**Trecho**
# # #
Ela é uma das centenas de usuários que todos os dias visitam Skyen, como é chamada uma das "salas de consumo de drogas com risco mínimo" de Copenhague, na Dinamarca.
São oito horas de uma manhã fria e úmida de uma quinta-feira, e já há vários usuários dentro de Skyen.
Também chamada de "sala de shoot", trata-se de um lugar onde usuários podem usar drogas ilegais com supervisão médica.
Drogas pesadas como heroína e cocaína, por exemplo, são utilizadas na "sala de shoot" sob supervisão médica. Os equipamentos, incluindo agulhas para injeção, são limpos e oferecidos gratuitamente pelo abrigo.
Tudo é oferecido — menos as drogas, que os usuários devem trazer consigo.
# # #
**Listagem de dados**
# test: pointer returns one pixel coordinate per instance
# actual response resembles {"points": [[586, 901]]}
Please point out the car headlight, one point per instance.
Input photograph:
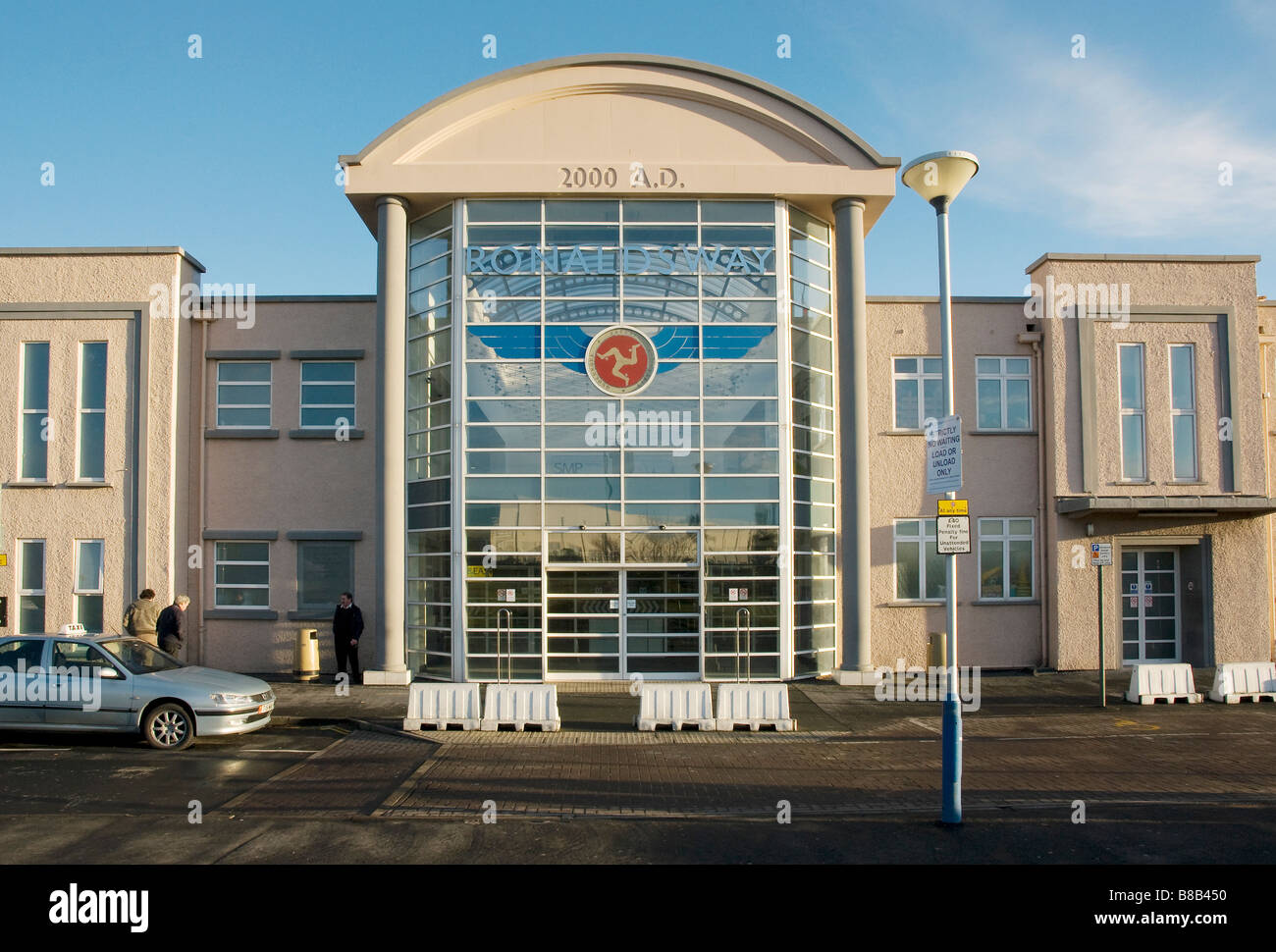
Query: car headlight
{"points": [[235, 700]]}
# # #
**Questões do material**
1) No trecho sobre a sala de consumo de drogas em Copenhague, o que os usuários precisam trazer consigo?
2) Prossiga com o trecho sobre a sala de consumo de drogas em Copenhague a partir do ponto em que ele termina.

**Respostas numeradas**
1) As drogas, que são a única coisa não oferecida no local.

2)
"Salas de shoots" existem há mais de 30 anos. Oficialmente, elas estão em países como Suíça, Holanda, Alemanha, Dinamarca, Espanha, Canadá e Austrália.
A França foi um dos últimos países a aderir - um hospital de Paris inaugurou sua primeira "sala de consumo seguro de drogas com risco mínimo" em outubro de 2016. E o Reino Unido pode ser o próximo da fila, já que Glasgow, na Escócia, planeja abrir a sua sala, inspirada no caso da Dinamarca, em breve.
A Dinamarca abriu sua primeira "sala de shoot" em 2012 e Skyen, que foi aberta há três anos, é uma das seis salas operantes no país. Sustentada com dinheiro público, sua manutenção custa cerca de £1 milhão (R$ 3,9 milhões) por ano.
A instalação é organizada e controlada. Há duas áreas separadas para pessoas tomarem drogas - a sala de injeção, que comporta nove pessoas, e outra com oito lugares, para aqueles que querem fumar drogas pesadas.
Mas esses locais não encorajam o uso de drogas ilegais?
Rasmus Koberg Christiansen, gerente da Skyen, acredita que não.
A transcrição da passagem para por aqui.